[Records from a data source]

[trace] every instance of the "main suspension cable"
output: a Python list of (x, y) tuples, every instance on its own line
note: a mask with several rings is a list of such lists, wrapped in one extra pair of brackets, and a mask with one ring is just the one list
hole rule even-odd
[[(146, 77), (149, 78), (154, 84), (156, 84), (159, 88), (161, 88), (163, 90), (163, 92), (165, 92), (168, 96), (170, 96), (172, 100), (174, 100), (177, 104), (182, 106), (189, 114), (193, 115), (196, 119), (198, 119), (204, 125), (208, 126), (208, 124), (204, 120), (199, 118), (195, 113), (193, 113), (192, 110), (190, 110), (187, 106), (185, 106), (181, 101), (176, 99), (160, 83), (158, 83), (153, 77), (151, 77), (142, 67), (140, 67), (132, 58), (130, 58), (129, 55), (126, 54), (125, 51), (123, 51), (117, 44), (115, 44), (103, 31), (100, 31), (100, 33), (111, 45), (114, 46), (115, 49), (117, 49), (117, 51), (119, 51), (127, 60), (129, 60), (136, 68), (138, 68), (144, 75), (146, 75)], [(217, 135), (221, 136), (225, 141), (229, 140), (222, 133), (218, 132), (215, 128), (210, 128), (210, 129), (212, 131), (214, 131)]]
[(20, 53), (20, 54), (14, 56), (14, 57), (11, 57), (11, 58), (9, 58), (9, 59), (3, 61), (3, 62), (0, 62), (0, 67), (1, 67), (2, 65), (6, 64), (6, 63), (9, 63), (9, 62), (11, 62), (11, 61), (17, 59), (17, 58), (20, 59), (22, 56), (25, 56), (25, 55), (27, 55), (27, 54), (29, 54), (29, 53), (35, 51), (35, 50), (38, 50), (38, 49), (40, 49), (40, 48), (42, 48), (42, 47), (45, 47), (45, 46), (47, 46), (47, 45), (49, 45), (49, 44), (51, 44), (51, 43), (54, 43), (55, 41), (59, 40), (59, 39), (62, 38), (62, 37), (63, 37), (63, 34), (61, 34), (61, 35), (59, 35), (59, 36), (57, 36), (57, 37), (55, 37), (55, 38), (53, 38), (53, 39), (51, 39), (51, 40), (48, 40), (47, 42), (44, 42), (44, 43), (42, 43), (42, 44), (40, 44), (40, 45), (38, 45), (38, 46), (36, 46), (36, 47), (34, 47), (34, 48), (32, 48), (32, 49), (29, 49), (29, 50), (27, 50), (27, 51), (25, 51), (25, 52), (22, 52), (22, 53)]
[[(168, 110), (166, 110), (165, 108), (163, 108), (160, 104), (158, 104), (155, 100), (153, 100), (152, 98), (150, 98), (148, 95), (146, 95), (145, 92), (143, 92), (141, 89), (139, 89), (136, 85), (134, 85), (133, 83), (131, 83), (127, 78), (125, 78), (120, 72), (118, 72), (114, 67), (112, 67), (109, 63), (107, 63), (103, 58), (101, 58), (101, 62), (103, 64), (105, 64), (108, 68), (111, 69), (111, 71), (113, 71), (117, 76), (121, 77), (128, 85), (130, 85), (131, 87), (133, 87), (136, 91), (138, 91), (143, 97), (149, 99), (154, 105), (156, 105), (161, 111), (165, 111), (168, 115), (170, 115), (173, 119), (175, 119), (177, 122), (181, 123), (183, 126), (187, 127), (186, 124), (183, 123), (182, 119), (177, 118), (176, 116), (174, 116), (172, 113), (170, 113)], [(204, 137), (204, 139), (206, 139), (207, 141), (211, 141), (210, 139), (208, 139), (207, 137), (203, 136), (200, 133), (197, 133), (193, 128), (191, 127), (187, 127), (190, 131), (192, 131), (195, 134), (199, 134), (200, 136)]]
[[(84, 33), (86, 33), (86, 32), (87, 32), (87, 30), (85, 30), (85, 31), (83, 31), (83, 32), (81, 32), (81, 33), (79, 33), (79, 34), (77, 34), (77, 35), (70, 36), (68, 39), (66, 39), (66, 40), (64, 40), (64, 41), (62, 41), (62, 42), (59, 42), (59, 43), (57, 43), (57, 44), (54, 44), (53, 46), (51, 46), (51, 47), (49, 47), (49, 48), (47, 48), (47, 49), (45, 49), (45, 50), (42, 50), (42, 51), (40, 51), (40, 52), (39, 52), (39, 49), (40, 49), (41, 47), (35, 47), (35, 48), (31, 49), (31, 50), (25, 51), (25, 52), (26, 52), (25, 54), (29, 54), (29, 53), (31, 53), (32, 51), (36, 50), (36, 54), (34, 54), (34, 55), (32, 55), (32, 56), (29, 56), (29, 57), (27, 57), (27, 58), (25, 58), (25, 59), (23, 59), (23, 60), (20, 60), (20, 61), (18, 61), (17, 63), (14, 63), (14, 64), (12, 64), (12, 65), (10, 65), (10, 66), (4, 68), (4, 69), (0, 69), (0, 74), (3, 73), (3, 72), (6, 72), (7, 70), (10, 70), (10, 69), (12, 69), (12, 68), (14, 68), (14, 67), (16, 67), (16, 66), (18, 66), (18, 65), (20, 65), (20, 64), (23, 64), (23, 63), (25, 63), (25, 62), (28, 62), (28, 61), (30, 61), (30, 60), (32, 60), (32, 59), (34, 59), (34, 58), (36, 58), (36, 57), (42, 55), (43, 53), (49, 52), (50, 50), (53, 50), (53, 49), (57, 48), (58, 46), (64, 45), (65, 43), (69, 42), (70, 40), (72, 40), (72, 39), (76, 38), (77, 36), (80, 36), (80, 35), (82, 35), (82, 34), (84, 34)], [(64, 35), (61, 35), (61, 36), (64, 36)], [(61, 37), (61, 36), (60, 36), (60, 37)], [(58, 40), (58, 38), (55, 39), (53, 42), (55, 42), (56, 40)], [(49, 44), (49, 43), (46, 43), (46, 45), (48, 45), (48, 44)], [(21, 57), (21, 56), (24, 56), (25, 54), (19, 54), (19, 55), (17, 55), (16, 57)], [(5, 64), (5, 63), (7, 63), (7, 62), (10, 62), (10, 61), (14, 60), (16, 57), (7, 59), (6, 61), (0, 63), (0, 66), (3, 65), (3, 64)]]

» What to work on
Going back to the entries above, set down exactly the lines that begin at the one with "output: a Python" and end at the one with "note: a mask", both included, and nothing else.

» Exercise answer
output: a Python list of (x, y) tuples, every instance on its own line
note: a mask with several rings is a list of such lists, wrapped in one extra pair of brackets, and a mask with one ring is just the one list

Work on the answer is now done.